From the ovarian cancer article below, copy word for word the passage that opens with "A new way to" and closes with "at lower depths.".

Start of Quoted passage

According to the American Cancer Society, this year alone, more than 21,000 women in the United States will find out they have ovarian cancer—and another 13,000 women will die from the disease. These depressing statistics are due to a lack of early detection strategies and the development of chemotherapy resistance.
Two researchers at Stevens Institute of Technology—Marcin Iwanicki, assistant professor in the Department of Chemistry and Chemical Biology, and Shang Wang, assistant professor in the Department of Biomedical Engineering—are bringing their areas of expertise together to change how researchers view ovarian cancer. Literally. The team received a National Cancer Institute (NCI) grant of $450,129 titled “High-Resolution Dynamic Imaging of Ovarian Cancer Metastasis Post-Chemotherapy,” which will develop high-resolution optical imaging approaches to capture post-chemotherapy ovarian cancer metastasis.
Metastasis after chemo
For patients with ovarian cancer, chemotherapy can be a double-edged sword: it may kill the targeted tumors but then those tumors might come back after treatment. “And when they come back, they're even more aggressive—meaning more metastasized—and that's what ultimately causes a patient's death,” explained Iwanicki.
Because of the location of the ovaries and the fallopian tube in the body, metastasizing tumor cells can readily detach and spread through the peritoneal cavity—and patients can only take chemotherapy so many times.
Iwanicki has been studying this problem for 12 years and has had success showing this post-chemo metastasis on 3D tissue cultures called organoids. Using those models, his team can see tumors spread after chemotherapy recovery. “It's a nice indication of this chemotherapeutic effect on tumor metastasis,” said Iwanicki. “But, in the scientific community, you have to really examine this using additional approaches.”
That’s where Wang comes in. He has been working on high-resolution imaging techniques with the mouse model, including the development of optical imaging approaches to study the function of fallopian tube. “We are interested in developing new imaging methods to answer questions in developmental and reproductive biology,” explained Wang. “And such work has led to the capability to image the tissue and cell activities in the reproductive organs.”
A new way to image cancer
Wang’s imaging research is based on a technique called optical coherence tomography, which is similar to ultrasound imaging but with a higher resolution for seeing structures in more detail. In bioimaging, there is a tradeoff between resolution and imaging depths, so ultrasound can get deeper images but without much detail. Optical coherence tomography does the opposite, giving much better detail but at lower depths.

End of Quoted passage
Start of Data under study

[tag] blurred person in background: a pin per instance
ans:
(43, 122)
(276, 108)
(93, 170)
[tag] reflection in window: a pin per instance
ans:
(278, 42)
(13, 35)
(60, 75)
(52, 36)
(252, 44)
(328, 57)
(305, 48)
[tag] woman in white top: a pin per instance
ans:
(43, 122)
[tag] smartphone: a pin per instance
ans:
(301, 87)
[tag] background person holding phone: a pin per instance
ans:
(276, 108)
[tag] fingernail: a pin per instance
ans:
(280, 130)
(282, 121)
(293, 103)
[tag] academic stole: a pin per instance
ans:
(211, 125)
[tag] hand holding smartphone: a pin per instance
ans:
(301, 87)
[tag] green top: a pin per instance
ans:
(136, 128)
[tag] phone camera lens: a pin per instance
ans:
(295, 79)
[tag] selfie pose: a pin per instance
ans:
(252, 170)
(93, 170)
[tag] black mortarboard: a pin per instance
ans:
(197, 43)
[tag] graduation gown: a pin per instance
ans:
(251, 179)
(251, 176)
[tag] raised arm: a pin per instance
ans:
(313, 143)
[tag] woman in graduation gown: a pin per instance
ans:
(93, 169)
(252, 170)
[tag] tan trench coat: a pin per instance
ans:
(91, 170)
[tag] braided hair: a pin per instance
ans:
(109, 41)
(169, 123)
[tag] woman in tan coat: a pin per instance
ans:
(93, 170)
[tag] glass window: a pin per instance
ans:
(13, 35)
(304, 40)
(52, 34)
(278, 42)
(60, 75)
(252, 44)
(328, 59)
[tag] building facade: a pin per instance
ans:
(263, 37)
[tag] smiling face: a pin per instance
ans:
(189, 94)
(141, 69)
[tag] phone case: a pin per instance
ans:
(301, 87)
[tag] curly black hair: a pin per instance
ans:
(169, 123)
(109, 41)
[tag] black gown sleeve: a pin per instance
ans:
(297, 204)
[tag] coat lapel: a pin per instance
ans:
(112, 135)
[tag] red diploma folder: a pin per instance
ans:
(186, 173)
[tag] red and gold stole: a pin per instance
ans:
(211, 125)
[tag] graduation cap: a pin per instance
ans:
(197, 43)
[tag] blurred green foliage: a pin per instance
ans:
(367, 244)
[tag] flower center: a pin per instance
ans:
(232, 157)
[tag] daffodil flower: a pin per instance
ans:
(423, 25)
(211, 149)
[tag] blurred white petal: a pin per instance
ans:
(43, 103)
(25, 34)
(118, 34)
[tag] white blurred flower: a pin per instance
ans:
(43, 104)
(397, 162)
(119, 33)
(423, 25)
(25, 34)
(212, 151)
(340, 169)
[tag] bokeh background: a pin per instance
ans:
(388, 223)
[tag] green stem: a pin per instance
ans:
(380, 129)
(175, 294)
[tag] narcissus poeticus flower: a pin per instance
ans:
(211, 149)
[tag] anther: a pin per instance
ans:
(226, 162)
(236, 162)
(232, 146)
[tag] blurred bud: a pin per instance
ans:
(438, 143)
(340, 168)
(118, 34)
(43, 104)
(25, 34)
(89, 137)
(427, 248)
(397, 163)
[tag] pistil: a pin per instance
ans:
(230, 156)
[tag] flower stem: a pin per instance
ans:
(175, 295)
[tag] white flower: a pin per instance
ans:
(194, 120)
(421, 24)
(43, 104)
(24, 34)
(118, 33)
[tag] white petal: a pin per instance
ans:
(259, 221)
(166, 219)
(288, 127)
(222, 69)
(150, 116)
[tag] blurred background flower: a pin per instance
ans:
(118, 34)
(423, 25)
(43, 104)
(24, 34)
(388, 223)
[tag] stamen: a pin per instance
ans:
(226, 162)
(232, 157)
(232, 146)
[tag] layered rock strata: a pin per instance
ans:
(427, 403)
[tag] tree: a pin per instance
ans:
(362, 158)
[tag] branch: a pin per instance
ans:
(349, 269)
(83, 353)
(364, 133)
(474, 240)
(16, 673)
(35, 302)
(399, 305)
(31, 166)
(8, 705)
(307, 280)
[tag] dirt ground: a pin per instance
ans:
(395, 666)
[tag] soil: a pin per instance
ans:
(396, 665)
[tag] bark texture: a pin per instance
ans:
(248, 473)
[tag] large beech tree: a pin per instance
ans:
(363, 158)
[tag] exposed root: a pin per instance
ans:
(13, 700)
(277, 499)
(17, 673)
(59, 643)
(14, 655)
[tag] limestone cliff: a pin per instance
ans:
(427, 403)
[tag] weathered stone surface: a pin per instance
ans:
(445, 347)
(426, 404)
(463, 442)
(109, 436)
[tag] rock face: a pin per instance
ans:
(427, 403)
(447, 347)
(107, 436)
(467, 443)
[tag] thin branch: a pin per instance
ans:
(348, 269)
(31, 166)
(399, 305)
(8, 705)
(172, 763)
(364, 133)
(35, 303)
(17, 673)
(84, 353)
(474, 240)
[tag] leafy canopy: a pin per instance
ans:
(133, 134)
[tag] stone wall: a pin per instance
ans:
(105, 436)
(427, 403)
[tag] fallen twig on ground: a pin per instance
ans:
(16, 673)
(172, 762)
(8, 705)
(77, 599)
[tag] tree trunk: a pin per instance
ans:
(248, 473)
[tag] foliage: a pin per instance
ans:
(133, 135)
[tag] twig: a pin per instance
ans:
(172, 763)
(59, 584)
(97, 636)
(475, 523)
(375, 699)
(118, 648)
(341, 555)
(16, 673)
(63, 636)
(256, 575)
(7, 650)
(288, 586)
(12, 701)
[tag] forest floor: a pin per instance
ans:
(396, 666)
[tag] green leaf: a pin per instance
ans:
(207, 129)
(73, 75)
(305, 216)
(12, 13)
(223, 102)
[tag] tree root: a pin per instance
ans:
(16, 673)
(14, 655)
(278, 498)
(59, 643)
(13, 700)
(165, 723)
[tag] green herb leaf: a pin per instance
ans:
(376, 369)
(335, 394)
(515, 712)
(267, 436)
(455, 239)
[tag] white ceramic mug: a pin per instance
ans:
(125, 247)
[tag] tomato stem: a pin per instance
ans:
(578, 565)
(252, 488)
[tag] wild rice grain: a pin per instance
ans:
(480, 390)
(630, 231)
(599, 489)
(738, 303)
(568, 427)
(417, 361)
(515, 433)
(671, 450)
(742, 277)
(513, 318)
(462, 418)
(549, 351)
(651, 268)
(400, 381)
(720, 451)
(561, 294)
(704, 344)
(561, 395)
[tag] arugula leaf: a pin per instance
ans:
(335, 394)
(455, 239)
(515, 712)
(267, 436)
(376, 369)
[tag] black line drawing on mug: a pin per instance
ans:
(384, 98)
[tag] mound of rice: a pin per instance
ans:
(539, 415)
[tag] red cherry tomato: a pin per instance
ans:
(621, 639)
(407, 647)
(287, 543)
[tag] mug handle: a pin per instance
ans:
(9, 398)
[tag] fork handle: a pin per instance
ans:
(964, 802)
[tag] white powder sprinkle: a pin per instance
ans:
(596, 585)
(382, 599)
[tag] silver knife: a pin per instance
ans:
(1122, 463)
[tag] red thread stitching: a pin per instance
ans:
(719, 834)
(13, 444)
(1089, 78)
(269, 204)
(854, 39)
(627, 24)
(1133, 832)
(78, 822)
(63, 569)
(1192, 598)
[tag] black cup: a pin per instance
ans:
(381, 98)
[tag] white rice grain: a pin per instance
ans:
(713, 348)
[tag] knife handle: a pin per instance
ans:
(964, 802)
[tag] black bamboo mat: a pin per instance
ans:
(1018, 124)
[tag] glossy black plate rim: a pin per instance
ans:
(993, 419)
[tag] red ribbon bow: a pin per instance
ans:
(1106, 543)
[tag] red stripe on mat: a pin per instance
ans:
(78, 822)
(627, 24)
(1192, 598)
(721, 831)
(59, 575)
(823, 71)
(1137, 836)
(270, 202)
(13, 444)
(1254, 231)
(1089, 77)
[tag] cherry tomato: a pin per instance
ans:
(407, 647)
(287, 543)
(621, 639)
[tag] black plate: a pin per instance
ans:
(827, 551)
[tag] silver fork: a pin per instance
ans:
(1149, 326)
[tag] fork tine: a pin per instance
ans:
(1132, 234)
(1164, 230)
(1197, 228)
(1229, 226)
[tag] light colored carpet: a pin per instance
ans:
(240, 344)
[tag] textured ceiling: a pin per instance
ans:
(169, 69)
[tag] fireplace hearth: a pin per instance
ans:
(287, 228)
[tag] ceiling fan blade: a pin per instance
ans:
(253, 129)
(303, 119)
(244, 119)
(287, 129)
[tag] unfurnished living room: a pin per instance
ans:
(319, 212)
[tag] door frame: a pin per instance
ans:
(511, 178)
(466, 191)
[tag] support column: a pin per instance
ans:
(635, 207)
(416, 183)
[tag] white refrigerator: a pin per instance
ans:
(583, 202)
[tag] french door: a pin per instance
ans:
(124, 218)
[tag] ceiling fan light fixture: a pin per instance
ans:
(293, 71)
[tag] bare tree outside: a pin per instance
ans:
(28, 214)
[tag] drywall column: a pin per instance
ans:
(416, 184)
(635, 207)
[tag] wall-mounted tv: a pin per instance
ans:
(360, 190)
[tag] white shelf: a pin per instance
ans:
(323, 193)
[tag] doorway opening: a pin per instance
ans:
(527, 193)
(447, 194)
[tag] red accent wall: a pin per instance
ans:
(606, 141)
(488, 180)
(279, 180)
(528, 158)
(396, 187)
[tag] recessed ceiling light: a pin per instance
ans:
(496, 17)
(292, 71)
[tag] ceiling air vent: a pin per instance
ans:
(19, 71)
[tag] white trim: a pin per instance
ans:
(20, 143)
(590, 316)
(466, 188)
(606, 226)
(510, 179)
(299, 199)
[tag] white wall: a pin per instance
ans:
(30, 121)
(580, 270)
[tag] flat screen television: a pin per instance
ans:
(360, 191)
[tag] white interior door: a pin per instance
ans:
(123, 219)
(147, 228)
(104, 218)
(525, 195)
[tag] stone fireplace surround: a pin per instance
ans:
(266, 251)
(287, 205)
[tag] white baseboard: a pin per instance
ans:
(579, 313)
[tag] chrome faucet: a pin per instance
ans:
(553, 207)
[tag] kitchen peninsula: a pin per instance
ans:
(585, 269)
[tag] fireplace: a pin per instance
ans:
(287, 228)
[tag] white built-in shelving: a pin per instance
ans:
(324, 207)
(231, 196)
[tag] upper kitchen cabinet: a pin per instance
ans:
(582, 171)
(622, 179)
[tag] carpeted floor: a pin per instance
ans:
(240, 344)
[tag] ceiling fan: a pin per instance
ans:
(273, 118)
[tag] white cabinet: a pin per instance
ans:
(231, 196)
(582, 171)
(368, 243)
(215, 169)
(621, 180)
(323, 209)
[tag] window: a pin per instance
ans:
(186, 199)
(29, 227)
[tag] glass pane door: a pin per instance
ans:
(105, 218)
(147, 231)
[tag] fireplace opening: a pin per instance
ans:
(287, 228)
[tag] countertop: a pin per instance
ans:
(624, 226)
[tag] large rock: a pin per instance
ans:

End of Data under study

» **Result of this task**
A new way to image cancer
Wang’s imaging research is based on a technique called optical coherence tomography, which is similar to ultrasound imaging but with a higher resolution for seeing structures in more detail. In bioimaging, there is a tradeoff between resolution and imaging depths, so ultrasound can get deeper images but without much detail. Optical coherence tomography does the opposite, giving much better detail but at lower depths.